### Dataset excerpts
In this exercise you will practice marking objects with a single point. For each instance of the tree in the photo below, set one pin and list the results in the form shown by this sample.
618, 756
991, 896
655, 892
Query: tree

---

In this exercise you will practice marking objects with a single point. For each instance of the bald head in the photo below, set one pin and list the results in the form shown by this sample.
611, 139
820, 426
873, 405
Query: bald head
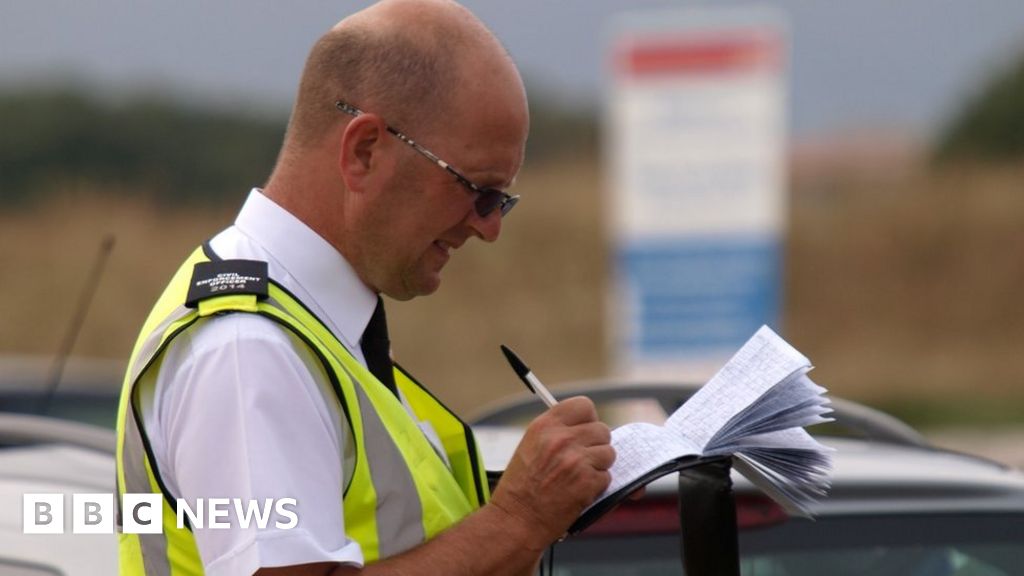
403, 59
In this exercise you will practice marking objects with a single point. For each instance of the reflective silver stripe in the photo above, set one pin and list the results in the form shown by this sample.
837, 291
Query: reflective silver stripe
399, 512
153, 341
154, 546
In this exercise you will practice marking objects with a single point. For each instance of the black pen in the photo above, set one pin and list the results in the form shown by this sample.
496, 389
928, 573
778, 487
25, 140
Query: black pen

### What is being asked
Copy out, word for word, the records from the line with "of the reflective" up to and including the line with "Query: black pen", and nothing else.

### Reply
In this exercise you will practice marking objects with a single point. For each instance of the reflective silver stripe in the photo above, set one pin and list the results in the form shown by this sample.
837, 291
Query: reflective silver stripe
399, 512
153, 341
154, 546
In this exercise you will practice marking objects with a single point. For each instance of the black pen in the photo above, set one pin and list the results in the form shown by this sample.
496, 389
928, 573
778, 487
25, 140
Query: black pen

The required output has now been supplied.